» **WHAT TO DO**: Copy out every line of the records below, requests included, and add 103 to each x and y coordinate in the answers. Leave the pictures out.

[Start of MATERIAL FOR THE TASK]

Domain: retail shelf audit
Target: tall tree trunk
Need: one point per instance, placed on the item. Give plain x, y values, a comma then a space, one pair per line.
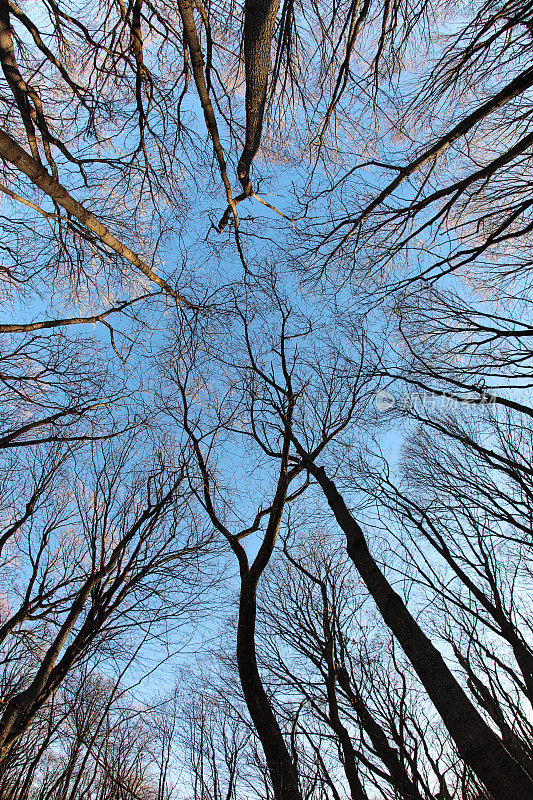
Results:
477, 744
282, 770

[End of MATERIAL FOR THE TASK]

» **ANSWER BELOW**:
Domain: retail shelf audit
Target: tall tree trunk
Need: one point per instance, placed on the item. Give plain x, y values, a comma then a space, one pair per line.
Results:
580, 847
385, 873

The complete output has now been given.